> Exercise text
-*-
Eric Lehman
Head of Clinical NLP

Eric Lehman — About Me

My research focuses on the practical deployment of large language models (LLMs) in healthcare settings. I am passionate about understanding how to safely deploy these incredible models to augment clinical decision-making. Specifically, I aim to answer questions such as:

  • How can we effectively build accurate LLM-based systems?
  • How can we ensure that these models are safe and fair?
  • What does it mean for these models to be trustworthy?

To address these questions, I currently serve as the Head of Clinical NLP at OpenEvidence, where I oversee OpenEvidence + ClinicalKey AI, a retrieval augmented generation (RAG) tool that is already being used in several hospital systems! I recently graduated from MIT in May of 2024, where I was advised by the amazing Peter Szolovits. Prior to that, I worked with the fantastic Byron Wallace at Northeastern University.


  • Ph.D. in Computer Science
    Massachusetts Institute of Technology, 2024
  • M.S. in Computer Science
    Massachusetts Institute of Technology, 2022
  • B.S. in Computer Science
    Northeastern University, 2016


Ph.D. Defense Completed

May 1st, 2024 — Successfully defended my Ph.D. thesis on "Practical Considerations For the Deployment of Clinical NLP Systems" at MIT, advised by the incredible Peter Szolovits!

Best Paper Award at CHIL 2023

June 23rd, 2023 — We won best paper at CHIL 2023.

Joined OpenEvidence as Head of Clinical NLP

July 1, 2022 — Excited to announce that I've joined OpenEvidence to lead their Clinical NLP research team.

Selected Publications

Travis Zack*, Eric Lehman*, Mirac Suzgun, Jorge A Rodriguez, Leo Anthony Celi, Judy Gichoya, Dan Jurafsky, Peter Szolovits, David W Bates, Raja-Elie E Abdulnour, Atul Butte, Emily Alsentzer. Assessing the Potential of GPT-4 To Perpetuate Racial and Gender Biases in Health Care: A Model Evaluation Study, Lancet Digital Health, 2023.

Eric Lehman, Evan Hernandez, Diwakar Mahajan, Jonas Wulff, Micah J Smith, Zachary Ziegler, Daniel Nadler, Peter Szolovits, Alistair Johnson, Emily Alsentzer. Do We Still Need Clinical Language Models?, Conference on Health, Inference, and Learning (CHIL), 2023.
-*-
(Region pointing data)
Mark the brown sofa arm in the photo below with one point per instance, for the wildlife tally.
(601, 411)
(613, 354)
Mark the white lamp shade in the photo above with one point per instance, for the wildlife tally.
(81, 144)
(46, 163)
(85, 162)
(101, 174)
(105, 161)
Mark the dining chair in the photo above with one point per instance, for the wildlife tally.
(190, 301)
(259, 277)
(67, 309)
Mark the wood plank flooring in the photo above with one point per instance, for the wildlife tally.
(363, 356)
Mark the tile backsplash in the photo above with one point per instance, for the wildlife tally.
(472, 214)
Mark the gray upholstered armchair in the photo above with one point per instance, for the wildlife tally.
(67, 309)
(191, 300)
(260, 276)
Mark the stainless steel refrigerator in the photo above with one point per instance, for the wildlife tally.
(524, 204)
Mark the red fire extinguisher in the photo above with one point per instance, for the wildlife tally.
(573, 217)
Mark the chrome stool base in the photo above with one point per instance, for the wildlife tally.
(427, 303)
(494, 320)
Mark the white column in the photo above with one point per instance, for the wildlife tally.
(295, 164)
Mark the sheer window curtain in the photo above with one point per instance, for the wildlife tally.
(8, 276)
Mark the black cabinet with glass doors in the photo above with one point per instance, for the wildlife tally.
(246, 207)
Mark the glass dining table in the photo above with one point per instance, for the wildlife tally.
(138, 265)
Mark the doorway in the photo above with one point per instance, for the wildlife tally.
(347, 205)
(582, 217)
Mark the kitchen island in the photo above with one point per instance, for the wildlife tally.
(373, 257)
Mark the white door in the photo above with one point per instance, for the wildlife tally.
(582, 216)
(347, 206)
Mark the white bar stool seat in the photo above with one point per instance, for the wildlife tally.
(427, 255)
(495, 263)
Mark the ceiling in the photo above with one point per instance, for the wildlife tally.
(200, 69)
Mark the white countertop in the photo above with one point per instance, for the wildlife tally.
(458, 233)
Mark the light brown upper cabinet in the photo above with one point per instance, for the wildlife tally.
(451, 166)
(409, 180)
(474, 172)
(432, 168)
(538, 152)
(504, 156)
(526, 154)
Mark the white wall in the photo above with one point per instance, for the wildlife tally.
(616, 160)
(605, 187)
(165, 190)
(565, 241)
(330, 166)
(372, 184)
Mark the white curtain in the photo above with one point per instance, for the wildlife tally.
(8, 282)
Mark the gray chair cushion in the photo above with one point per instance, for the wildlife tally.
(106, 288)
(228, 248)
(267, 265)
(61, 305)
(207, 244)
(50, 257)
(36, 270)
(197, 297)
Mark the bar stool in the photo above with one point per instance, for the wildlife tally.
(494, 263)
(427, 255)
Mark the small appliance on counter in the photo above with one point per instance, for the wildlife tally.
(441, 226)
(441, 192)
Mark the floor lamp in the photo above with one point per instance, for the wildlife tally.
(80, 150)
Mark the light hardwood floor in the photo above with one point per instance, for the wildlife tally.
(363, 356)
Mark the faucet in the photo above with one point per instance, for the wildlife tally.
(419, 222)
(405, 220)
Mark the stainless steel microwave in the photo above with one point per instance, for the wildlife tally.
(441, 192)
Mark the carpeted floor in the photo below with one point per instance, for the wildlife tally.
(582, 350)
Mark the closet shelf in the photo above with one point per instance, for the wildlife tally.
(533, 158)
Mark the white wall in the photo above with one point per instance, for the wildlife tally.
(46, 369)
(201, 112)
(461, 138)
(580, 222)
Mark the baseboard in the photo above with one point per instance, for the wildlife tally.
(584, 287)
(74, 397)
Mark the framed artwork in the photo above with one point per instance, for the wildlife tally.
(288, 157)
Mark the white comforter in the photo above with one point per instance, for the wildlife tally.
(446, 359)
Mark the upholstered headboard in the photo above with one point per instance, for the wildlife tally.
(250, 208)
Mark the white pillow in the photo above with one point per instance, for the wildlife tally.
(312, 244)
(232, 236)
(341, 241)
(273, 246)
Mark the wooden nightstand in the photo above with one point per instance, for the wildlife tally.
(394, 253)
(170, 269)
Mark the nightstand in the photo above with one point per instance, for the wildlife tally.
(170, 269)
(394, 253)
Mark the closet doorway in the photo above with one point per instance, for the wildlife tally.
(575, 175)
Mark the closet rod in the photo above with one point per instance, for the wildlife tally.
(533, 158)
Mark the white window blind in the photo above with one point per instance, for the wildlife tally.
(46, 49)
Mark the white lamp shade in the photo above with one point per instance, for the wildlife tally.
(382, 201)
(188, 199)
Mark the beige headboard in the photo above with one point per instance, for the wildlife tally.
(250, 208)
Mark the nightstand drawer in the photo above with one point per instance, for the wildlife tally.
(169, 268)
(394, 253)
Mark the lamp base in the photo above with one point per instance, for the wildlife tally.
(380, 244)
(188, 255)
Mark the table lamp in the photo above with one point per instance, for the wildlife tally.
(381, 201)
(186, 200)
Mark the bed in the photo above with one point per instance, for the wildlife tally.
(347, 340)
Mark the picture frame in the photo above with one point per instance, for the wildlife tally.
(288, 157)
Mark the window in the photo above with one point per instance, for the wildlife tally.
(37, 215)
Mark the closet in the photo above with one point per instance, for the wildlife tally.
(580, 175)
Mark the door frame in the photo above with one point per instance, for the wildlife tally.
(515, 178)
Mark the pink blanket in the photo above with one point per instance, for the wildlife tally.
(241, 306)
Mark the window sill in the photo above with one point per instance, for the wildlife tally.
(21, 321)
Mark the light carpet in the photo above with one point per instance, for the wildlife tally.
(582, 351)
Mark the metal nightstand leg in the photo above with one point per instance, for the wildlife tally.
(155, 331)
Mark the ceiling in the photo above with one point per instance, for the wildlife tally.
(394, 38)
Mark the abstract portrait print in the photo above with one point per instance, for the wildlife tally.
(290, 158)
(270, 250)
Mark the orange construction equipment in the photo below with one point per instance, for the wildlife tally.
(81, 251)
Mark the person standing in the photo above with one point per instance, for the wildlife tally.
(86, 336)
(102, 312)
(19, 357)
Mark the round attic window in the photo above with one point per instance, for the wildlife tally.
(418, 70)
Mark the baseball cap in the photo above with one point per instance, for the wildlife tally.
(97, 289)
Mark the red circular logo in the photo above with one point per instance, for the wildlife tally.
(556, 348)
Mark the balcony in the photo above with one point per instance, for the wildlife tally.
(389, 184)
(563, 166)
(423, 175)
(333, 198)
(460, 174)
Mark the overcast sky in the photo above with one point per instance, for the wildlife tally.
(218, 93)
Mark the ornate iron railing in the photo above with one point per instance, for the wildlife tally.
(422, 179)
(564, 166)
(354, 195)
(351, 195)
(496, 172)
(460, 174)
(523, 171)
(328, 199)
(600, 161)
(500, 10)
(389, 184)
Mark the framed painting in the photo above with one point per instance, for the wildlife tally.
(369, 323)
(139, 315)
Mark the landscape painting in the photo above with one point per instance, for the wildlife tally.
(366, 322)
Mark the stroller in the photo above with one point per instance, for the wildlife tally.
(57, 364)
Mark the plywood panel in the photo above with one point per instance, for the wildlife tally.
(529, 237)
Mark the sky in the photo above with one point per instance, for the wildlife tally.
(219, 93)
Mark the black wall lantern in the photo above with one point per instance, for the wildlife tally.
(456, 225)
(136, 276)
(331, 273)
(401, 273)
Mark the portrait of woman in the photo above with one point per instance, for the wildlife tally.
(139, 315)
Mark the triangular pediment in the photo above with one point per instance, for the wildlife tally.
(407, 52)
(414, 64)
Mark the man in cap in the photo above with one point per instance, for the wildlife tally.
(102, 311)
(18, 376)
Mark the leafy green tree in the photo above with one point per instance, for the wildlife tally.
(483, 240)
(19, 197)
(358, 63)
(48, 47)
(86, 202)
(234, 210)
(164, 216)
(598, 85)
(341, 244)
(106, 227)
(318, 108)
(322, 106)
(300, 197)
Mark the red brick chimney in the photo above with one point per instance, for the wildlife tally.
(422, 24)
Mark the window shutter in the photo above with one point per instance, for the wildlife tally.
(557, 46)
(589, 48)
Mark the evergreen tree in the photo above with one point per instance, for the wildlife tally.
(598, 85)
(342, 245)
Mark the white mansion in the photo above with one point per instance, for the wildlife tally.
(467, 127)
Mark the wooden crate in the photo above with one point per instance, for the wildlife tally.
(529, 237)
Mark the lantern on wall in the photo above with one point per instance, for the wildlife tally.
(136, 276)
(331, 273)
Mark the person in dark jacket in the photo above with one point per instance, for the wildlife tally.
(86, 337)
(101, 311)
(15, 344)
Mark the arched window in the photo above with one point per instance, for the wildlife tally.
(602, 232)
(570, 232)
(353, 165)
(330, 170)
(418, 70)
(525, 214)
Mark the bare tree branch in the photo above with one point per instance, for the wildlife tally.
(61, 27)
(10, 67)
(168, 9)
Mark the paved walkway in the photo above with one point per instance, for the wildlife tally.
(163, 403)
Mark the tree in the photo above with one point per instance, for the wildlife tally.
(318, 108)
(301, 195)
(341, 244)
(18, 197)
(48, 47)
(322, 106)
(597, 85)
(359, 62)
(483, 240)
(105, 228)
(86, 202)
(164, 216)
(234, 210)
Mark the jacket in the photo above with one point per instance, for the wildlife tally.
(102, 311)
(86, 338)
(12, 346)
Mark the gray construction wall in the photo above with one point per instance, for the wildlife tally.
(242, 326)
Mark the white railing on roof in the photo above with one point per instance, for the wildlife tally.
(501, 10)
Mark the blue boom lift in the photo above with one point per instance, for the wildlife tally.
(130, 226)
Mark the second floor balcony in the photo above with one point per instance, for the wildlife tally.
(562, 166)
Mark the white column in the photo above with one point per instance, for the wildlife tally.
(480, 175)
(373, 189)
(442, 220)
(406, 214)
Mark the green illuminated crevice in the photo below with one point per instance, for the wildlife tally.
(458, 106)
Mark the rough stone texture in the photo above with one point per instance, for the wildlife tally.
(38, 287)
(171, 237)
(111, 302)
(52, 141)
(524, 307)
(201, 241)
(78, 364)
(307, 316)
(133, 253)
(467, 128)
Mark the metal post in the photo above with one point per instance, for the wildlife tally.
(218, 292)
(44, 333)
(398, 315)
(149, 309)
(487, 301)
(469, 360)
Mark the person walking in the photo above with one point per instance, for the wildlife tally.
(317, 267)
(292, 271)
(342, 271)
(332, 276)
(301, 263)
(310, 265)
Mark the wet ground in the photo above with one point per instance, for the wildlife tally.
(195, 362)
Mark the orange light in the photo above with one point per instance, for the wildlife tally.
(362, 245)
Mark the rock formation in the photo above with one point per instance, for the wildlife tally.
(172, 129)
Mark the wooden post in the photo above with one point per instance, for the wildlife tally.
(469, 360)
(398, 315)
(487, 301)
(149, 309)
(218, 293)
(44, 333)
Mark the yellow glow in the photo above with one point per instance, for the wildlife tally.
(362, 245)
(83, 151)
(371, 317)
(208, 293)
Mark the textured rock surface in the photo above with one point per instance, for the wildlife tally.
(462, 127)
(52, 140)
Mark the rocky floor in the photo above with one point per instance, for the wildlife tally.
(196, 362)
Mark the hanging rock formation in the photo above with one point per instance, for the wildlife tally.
-*-
> What to do
(1) Repeat the passage of the profile page starting with "Travis Zack*, Eric" and going on through "Learning (CHIL), 2023.".
(2) According to the profile page, on what date did Eric Lehman defend his Ph.D. thesis?
Rely on the profile page alone.

> Responses in order
(1)
Travis Zack*, Eric Lehman*, Mirac Suzgun, Jorge A Rodriguez, Leo Anthony Celi, Judy Gichoya, Dan Jurafsky, Peter Szolovits, David W Bates, Raja-Elie E Abdulnour, Atul Butte, Emily Alsentzer. Assessing the Potential of GPT-4 To Perpetuate Racial and Gender Biases in Health Care: A Model Evaluation Study, Lancet Digital Health, 2023.

Eric Lehman, Evan Hernandez, Diwakar Mahajan, Jonas Wulff, Micah J Smith, Zachary Ziegler, Daniel Nadler, Peter Szolovits, Alistair Johnson, Emily Alsentzer. Do We Still Need Clinical Language Models?, Conference on Health, Inference, and Learning (CHIL), 2023.

(2) May 1st, 2024